_Natural-language object grounding data:_
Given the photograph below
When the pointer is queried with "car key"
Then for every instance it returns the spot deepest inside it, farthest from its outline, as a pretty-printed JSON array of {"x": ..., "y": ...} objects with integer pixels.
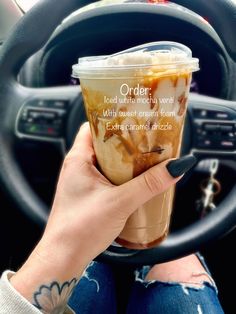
[{"x": 209, "y": 188}]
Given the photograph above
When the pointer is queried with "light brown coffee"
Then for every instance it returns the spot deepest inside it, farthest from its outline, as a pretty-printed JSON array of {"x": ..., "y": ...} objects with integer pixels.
[
  {"x": 136, "y": 103},
  {"x": 123, "y": 153}
]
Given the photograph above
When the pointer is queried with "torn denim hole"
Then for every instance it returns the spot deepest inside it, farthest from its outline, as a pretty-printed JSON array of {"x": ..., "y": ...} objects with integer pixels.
[
  {"x": 87, "y": 275},
  {"x": 140, "y": 275},
  {"x": 199, "y": 309}
]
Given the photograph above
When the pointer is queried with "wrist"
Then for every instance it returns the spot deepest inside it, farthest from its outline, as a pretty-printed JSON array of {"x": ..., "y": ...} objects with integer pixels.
[{"x": 51, "y": 261}]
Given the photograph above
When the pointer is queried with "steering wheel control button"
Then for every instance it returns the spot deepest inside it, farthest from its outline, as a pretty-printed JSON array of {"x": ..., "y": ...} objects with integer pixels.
[{"x": 43, "y": 119}]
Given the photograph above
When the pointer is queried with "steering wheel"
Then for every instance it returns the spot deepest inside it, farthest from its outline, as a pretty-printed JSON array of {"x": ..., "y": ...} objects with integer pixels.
[{"x": 17, "y": 101}]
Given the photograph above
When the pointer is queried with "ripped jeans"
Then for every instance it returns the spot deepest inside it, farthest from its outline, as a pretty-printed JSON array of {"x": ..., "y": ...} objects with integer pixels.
[{"x": 95, "y": 294}]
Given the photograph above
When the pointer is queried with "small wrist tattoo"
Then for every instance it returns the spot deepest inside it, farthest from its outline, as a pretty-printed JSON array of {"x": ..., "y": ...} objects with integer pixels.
[{"x": 53, "y": 298}]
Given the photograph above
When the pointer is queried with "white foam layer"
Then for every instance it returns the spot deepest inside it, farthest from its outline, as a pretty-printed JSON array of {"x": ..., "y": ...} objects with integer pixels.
[{"x": 140, "y": 58}]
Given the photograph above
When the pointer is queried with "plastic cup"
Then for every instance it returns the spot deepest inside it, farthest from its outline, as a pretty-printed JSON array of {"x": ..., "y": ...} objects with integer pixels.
[{"x": 136, "y": 102}]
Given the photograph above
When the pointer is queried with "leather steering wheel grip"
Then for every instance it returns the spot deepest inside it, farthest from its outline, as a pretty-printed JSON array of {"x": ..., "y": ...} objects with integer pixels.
[{"x": 28, "y": 36}]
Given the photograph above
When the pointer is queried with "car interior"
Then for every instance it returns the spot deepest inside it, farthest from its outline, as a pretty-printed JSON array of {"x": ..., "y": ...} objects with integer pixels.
[{"x": 41, "y": 110}]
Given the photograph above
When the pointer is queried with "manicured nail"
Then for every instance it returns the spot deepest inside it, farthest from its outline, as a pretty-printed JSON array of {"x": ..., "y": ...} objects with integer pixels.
[{"x": 179, "y": 166}]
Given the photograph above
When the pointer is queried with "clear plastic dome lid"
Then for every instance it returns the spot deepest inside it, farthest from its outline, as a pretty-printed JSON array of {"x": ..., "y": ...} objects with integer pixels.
[{"x": 156, "y": 56}]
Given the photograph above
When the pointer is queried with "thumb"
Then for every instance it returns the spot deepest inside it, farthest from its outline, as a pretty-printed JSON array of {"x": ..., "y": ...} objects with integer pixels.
[{"x": 152, "y": 182}]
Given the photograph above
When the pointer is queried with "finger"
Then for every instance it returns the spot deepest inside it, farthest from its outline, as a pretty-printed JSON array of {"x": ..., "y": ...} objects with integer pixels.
[
  {"x": 83, "y": 145},
  {"x": 154, "y": 181},
  {"x": 83, "y": 138}
]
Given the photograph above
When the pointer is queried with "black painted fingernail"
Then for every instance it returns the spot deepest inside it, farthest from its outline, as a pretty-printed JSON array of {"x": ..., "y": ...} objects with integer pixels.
[{"x": 179, "y": 166}]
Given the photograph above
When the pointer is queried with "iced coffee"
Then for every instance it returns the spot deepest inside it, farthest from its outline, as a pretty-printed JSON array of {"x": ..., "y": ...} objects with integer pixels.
[{"x": 136, "y": 102}]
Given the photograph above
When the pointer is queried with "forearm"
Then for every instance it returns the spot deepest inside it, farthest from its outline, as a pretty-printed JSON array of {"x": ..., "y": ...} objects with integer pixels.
[{"x": 49, "y": 276}]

_Requirement:_
Which lines in the data above hold the word "plastic"? Return each of them.

_Written solution:_
When the pointer is queried with "plastic cup"
When the pointer is queried with "clear plastic dome lid"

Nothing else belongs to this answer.